Rokhim, korban Lapindo yang kini tinggal di Jabon merasakan dampak kesehatan. Ia sempat mengalami serangan jantung. Saat ini sudah normal. Jantungnya masih bengkak. Ia dulu tinggal di desa Besuki. Desa yang warganya baru bisa pindah pada sekitar 2013. Tujuh tahun paska tinggal berdampingan dengan tanggul lumpur Lapindo.

Desa sekitar tanggul lumpur Lapindo ada yang masih dihuni. Warga Gempolsari seperti Siti, mengeluhkan kondisi lingkungan yang buruk. Air sumur di rumahnya berwarna kecoklatan. Licin saat terkena kulit. Area di sekitar rumahnya juga banyak genangan. Tidak ada pihak Lapindo atau pemerintah yang memberikan informasi apa yang bisa dilakukan agar mereka tidak berisiko mendapatkan dampak lumpur Lapindo.

Celakanya, teror pada kehidupan warga masih terus akan berlanjut. Pada tahun 2018, mereka sudah mendapatkan ijin perpanjangan mengelola blok Brantas selama 20 tahun kedepan. Di desa lain, perusahaan ini mendapatkan persetujuan untuk melakukan pengeboran. Kedungbanteng, salah satu desa letak sumur pengeboran, mengalami banjir setiap tahun.

Daftar Catatan –

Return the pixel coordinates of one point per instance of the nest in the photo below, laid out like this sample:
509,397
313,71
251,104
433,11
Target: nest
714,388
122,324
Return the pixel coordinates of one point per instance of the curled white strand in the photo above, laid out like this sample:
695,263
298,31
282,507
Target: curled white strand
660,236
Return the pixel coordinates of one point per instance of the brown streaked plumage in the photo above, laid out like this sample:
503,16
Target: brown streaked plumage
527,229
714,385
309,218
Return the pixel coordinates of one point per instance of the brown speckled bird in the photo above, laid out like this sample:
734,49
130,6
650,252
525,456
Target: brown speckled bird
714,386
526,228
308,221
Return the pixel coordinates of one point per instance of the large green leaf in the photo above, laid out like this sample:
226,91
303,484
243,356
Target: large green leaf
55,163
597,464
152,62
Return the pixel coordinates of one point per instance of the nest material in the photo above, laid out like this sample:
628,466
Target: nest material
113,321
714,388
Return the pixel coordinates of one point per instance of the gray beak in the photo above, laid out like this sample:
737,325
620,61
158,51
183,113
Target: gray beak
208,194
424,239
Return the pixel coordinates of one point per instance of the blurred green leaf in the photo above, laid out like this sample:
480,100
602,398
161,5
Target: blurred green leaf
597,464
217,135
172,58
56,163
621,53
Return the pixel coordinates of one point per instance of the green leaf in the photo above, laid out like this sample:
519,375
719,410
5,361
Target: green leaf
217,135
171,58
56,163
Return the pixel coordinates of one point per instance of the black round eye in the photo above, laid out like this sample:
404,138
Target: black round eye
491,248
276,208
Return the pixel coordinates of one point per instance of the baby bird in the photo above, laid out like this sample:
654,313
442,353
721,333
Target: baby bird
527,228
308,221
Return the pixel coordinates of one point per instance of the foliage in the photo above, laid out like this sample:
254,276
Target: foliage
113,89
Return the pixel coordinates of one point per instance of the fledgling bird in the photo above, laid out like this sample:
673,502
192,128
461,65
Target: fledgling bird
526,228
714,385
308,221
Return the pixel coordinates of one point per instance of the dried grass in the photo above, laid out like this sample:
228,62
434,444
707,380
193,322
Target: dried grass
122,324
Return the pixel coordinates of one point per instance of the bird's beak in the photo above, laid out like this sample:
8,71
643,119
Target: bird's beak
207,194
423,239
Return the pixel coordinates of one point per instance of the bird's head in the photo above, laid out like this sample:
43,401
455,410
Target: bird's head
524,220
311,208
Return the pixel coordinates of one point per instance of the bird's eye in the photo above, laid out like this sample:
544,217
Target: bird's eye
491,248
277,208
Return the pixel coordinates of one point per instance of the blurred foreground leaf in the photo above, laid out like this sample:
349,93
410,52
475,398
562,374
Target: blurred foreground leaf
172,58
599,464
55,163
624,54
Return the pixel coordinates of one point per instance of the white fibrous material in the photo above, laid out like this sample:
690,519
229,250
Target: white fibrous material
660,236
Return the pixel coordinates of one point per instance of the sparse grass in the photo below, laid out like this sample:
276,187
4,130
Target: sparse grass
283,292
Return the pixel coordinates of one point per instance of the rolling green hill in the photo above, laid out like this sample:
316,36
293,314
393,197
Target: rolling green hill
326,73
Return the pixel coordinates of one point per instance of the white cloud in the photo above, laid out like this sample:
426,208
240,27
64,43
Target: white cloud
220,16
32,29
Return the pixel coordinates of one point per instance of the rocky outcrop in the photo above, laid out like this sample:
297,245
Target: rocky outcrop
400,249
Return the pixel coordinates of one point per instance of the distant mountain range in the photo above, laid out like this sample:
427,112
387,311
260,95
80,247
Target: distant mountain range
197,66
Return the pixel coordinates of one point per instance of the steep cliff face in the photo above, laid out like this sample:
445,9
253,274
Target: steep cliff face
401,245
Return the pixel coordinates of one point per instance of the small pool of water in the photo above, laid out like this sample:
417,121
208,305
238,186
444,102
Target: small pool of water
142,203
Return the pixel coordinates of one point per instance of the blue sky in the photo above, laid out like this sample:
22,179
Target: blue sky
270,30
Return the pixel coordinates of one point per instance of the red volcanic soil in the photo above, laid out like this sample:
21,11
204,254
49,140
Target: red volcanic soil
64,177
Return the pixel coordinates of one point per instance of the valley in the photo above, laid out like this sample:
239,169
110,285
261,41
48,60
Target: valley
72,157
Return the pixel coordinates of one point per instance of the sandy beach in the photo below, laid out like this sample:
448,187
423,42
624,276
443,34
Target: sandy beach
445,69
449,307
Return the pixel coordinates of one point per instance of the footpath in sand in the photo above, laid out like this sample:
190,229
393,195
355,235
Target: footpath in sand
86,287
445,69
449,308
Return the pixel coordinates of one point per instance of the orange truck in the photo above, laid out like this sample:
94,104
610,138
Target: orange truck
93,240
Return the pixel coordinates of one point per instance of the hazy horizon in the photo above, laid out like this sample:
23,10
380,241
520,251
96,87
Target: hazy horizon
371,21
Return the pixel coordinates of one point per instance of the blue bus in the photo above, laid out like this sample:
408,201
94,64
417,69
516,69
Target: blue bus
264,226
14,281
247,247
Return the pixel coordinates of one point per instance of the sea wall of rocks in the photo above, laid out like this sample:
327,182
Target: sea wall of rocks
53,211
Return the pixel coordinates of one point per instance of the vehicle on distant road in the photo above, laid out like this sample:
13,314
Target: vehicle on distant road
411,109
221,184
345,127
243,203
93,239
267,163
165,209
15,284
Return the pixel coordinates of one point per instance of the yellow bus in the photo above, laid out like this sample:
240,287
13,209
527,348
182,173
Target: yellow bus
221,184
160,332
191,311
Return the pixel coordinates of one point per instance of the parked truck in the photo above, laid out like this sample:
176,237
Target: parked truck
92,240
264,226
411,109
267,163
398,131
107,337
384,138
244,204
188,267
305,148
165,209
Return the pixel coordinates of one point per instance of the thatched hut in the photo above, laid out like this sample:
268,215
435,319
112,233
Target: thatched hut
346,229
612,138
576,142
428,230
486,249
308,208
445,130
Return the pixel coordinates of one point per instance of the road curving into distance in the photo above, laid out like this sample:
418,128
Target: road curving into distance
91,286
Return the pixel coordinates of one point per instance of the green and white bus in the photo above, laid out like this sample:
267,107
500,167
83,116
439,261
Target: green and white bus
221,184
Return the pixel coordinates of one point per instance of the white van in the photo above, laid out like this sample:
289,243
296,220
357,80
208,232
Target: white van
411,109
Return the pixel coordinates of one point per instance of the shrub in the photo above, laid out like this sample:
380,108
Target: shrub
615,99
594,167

Soal untuk Dikerjakan –
a: Menurut bacaan, kapan warga desa Besuki baru bisa pindah?
b: Tulis lagi sebagian bacaan, mulai dari kata-kata "Rokhim, korban Lapindo" dan berhenti setelah "tanggul lumpur Lapindo.". Tukar "pindah" dengan "berpindah".

Daftar Jawaban –
a: Sekitar tahun 2013.

b:
Rokhim, korban Lapindo yang kini tinggal di Jabon merasakan dampak kesehatan. Ia sempat mengalami serangan jantung. Saat ini sudah normal. Jantungnya masih bengkak. Ia dulu tinggal di desa Besuki. Desa yang warganya baru bisa berpindah pada sekitar 2013. Tujuh tahun paska tinggal berdampingan dengan tanggul lumpur Lapindo.